[TASK REQUIREMENTS] Render every line of the records below as a numbered list, skipping blank lines and leaving out the pictures.

Coordinate annotation entries
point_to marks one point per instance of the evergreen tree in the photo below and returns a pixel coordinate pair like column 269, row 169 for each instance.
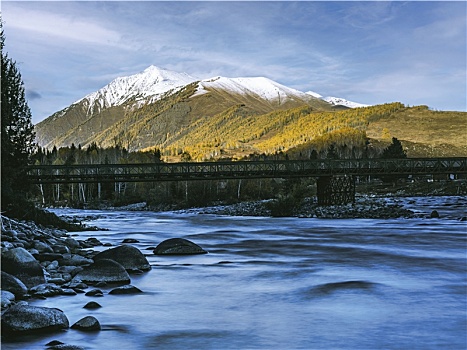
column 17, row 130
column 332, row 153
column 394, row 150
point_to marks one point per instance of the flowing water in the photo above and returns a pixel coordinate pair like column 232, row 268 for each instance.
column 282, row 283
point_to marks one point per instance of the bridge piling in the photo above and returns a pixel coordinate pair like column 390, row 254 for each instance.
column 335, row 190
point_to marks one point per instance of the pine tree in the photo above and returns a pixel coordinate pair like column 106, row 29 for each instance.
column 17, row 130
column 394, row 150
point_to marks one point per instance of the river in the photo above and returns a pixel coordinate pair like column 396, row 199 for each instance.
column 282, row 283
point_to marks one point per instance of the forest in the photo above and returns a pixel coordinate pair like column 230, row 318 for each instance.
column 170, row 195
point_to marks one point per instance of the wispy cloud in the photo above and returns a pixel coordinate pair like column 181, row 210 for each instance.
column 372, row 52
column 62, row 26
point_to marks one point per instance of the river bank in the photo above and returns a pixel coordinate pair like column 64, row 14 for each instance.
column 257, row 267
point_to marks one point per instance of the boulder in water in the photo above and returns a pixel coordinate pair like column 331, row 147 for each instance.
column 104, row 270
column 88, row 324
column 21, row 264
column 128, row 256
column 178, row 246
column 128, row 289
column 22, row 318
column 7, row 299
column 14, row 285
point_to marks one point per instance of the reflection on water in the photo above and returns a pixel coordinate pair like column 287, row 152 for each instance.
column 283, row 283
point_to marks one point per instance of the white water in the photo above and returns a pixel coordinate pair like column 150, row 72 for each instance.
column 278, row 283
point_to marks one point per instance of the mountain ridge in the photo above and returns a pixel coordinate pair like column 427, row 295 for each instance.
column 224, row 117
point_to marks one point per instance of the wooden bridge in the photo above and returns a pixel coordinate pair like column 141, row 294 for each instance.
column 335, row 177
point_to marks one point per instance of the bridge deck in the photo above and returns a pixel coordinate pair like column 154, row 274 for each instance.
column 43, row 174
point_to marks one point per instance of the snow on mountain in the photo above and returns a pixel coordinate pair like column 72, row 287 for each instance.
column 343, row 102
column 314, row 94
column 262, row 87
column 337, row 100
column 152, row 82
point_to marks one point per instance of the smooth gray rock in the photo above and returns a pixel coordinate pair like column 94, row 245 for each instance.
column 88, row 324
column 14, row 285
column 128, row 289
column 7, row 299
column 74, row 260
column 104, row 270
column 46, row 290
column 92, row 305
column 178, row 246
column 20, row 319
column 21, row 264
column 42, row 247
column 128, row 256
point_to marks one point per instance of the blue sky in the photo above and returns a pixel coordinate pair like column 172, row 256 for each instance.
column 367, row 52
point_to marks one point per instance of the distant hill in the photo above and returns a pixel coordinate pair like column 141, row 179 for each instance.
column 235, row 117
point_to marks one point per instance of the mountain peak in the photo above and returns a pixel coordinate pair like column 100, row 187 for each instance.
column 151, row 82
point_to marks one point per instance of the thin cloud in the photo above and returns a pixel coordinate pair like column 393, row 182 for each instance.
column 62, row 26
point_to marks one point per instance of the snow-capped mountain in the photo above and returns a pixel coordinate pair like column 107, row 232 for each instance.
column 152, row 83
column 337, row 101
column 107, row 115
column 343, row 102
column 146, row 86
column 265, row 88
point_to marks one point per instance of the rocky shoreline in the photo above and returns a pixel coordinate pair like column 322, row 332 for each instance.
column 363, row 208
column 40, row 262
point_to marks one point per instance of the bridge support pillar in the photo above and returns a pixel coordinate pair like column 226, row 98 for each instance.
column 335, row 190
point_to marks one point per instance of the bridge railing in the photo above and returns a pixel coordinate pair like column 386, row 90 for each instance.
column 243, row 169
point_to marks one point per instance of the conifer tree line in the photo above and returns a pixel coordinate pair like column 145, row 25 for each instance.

[FINAL RESULT]
1. point_to marks one point per instance of the evergreen tree in the photo below and returns a pixel coordinate pair like column 269, row 169 for each instance.
2. column 17, row 130
3. column 332, row 153
4. column 394, row 150
5. point_to marks one point per instance of the flowing water in the photo above and returns a pixel coordinate pair like column 232, row 268 for each instance.
6. column 282, row 283
7. point_to marks one point per instance of the bridge piling in the photo above and returns a pixel coordinate pair like column 390, row 254 for each instance.
8. column 335, row 190
9. point_to marks one point per instance of the pine tree in the photo above and returns a pixel coordinate pair like column 106, row 29 for each instance.
10. column 17, row 130
11. column 394, row 150
12. point_to marks one point per instance of the river in the photo above and returns a pixel coordinate pair like column 396, row 199 for each instance.
13. column 282, row 283
14. point_to marks one point per instance of the forest in the photo above and returns a pixel coordinate pair like column 230, row 318 for each instance.
15. column 170, row 195
16. point_to marks one point per instance of the wispy cloud in the photo above and returns a pixel coordinate pair like column 181, row 210 for each instance.
17. column 372, row 52
18. column 62, row 26
19. point_to marks one point per instance of the river bank in the photo above and returns a pixel coordinate pair like column 64, row 14 for each instance.
20. column 257, row 267
21. point_to marks one point per instance of the boulder in water in the photo above and returns a pixel coordinate pair like column 331, row 147 for each instance.
22. column 104, row 270
23. column 88, row 324
24. column 21, row 264
25. column 128, row 256
26. column 178, row 246
27. column 128, row 289
28. column 22, row 318
29. column 7, row 299
30. column 14, row 285
31. point_to marks one point per instance of the reflection on water in the photo above and returns a pixel coordinate pair like column 287, row 152 for each instance.
32. column 283, row 283
33. point_to marks one point per instance of the white water in the photo above and returns a pixel coordinate pair like column 150, row 72 for each instance.
34. column 278, row 283
35. point_to marks one point per instance of the mountain ridge in the photo above and returns a pixel coordinate pair like column 427, row 295 for each instance.
36. column 224, row 117
37. point_to marks one point per instance of the wooden bridge in the photo above and returns a pixel coordinate pair like column 141, row 294 for each instance.
38. column 335, row 177
39. point_to marks one point per instance of the bridge deck in the photo above and returns a pixel coordinate pair like column 154, row 274 for each instance.
40. column 43, row 174
41. point_to marks one point per instance of the snow on mountain in the photo above and returns a pixel coordinate pair like column 72, row 287 for each instance.
42. column 343, row 102
43. column 314, row 94
44. column 262, row 87
45. column 337, row 100
46. column 152, row 82
47. point_to marks one point per instance of the smooth gray rock in the photo above and returns a pixel coordinate pair like column 94, row 245 for each instance.
48. column 88, row 324
49. column 14, row 285
50. column 128, row 289
51. column 7, row 299
52. column 74, row 260
53. column 104, row 270
54. column 46, row 290
55. column 92, row 305
56. column 178, row 246
57. column 20, row 319
58. column 21, row 264
59. column 42, row 247
60. column 128, row 256
61. point_to marks one point per instance of the blue sky in the photo above and returns a pixel coordinate pair like column 172, row 256 for each instance.
62. column 367, row 52
63. point_to marks one point per instance of the distant hill in the photo above and returns a pixel coordinate pair like column 141, row 179 for each instance.
64. column 235, row 117
65. point_to marks one point per instance of the mountain peak in the photo above and returns a pixel coordinate pair like column 100, row 187 for each instance.
66. column 151, row 82
67. point_to marks one point per instance of the thin cloud in the photo above and returns a pixel coordinate pair like column 393, row 182 for each instance.
68. column 62, row 26
69. point_to marks one point per instance of the snow-capped mountain in the photo above and returns a pixel coordinate pair like column 107, row 232 for each instance.
70. column 152, row 83
71. column 337, row 101
72. column 107, row 115
73. column 343, row 102
74. column 146, row 86
75. column 265, row 88
76. point_to marks one point per instance of the rocky shoreline in the photo above and returns a pixel coordinate pair like column 322, row 332 for each instance.
77. column 363, row 208
78. column 40, row 262
79. point_to marks one point per instance of the bridge support pillar in the photo above and returns a pixel coordinate pair like column 226, row 98 for each instance.
80. column 335, row 190
81. point_to marks one point per instance of the bridge railing in the photo above and returns a pixel coordinate pair like column 386, row 90 for each instance.
82. column 243, row 169
83. point_to marks one point per instance of the conifer tree line in the photo above and returns a pixel coordinate pair like column 145, row 25 for each instance.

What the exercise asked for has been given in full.